But in prinicple I agree with you. If it's consentual, and not hurting anyone, who cares.


----------



## Supe (Jun 1, 2011)

I say regulate it and bring in a fortune in tax dollars.


----------



## csb (Jun 1, 2011)

MA_PE said:


> csb: I don't wee why it would be "creepy" to live in a former brothel. Chances are people have had sex in any building we occupy. I'd find a mortuary a lot creepier.


I think the average person who is being buried had a pretty normal life, while the energy surrounding a brothel seems darker to me.

Dunno...my grandmother's house was the scene of a brutal murder where the husband/dad stabbed his wife and three children then killed himself. That was a creepy house.


----------



## MA_PE (Jun 1, 2011)

csb said:


> Dunno...my grandmother's house was the scene of a brutal murder where the husband/dad stabbed his wife and three children then killed himself. That was a creepy house.


yeah. I don't think I'd like that. I hope she got a good deal on it, and I'll bet she had some really good Halloween parties.


----------



## csb (Jun 1, 2011)

They framed the article about the murder and had it hanging in the hallway near the bathroom where the mother was left to die. The wood floor outside the bathroom was permanently stained from her blood. I never wanted to go upstairs by myself!


----------



## Capt Worley PE (Jun 1, 2011)

How long ago was that, csb?


----------



## FLBuff PE (Jun 1, 2011)

When my wife was in college, she and her roomates lived in a former house of ill repute in Boulder. One year we had a "Pimps and Hos" party. That house didn't creep me out at all. It was actually a pretty nice place.


----------



## csb (Jun 1, 2011)

Years ago...the murder happened in the 40s. I just checked the house and it sold in 2006 for $800,000. However, it appears it gets sold every three years or so since my grandmother moved out in the early 90s. It's a big house- three stories with an attic apartment and basement. Garage and there used to be a nice stone fish pond (still could be there). Living room, formal dining, eat in kitchen, five bedrooms, 5 baths (I think). Just also had a grisly murder and some lasting effects from the spirit world


----------



## Capt Worley PE (Jun 1, 2011)

The house my aunt lives in has had two previous owners commit suicide, one of them in the house, one of them years after selling it. House doesn't creep me out at all, though. Nice little house on a good sized peice of land.

But it is one of those odd things, isn't it?


----------



## csb (Jun 1, 2011)

It is.

> **Information supplied**
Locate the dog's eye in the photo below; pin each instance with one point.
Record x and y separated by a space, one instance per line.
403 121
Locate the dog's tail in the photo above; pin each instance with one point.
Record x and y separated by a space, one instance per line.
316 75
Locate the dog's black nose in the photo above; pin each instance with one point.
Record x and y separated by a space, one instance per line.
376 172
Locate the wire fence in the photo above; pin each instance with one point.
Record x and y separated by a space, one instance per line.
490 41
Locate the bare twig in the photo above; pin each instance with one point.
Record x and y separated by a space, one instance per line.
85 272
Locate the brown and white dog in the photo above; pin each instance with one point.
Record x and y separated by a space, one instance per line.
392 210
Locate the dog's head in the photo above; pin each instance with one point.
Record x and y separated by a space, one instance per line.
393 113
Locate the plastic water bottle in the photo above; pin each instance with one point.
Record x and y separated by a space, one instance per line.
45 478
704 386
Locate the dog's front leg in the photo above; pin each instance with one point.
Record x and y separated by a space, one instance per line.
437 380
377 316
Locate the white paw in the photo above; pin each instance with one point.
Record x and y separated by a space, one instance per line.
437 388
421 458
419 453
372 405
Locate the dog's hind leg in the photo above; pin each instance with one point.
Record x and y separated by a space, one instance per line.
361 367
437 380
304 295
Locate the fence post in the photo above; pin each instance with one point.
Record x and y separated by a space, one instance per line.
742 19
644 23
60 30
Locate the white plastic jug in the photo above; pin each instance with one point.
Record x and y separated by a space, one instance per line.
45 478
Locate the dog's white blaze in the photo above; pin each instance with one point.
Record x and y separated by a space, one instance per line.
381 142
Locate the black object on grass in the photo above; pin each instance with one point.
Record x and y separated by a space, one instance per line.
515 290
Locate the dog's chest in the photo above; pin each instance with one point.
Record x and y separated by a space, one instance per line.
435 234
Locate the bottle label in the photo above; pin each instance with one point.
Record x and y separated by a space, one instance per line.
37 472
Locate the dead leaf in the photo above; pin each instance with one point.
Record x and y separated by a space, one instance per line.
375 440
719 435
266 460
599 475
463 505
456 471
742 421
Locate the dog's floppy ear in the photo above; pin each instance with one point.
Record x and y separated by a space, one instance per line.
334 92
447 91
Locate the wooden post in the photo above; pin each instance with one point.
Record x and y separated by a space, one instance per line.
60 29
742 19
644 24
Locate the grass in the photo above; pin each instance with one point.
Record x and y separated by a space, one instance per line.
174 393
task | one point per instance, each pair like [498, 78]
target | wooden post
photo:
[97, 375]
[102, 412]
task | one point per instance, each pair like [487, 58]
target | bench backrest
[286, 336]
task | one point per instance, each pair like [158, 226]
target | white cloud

> **Instructions to follow**
Repeat the part of the forum thread between "## MA_PE (Jun" and "good Halloween parties.", inclusive. The records have nothing to do with the forum thread.

> **Result of this exercise**
## MA_PE (Jun 1, 2011)

csb said:


> Dunno...my grandmother's house was the scene of a brutal murder where the husband/dad stabbed his wife and three children then killed himself. That was a creepy house.


yeah. I don't think I'd like that. I hope she got a good deal on it, and I'll bet she had some really good Halloween parties.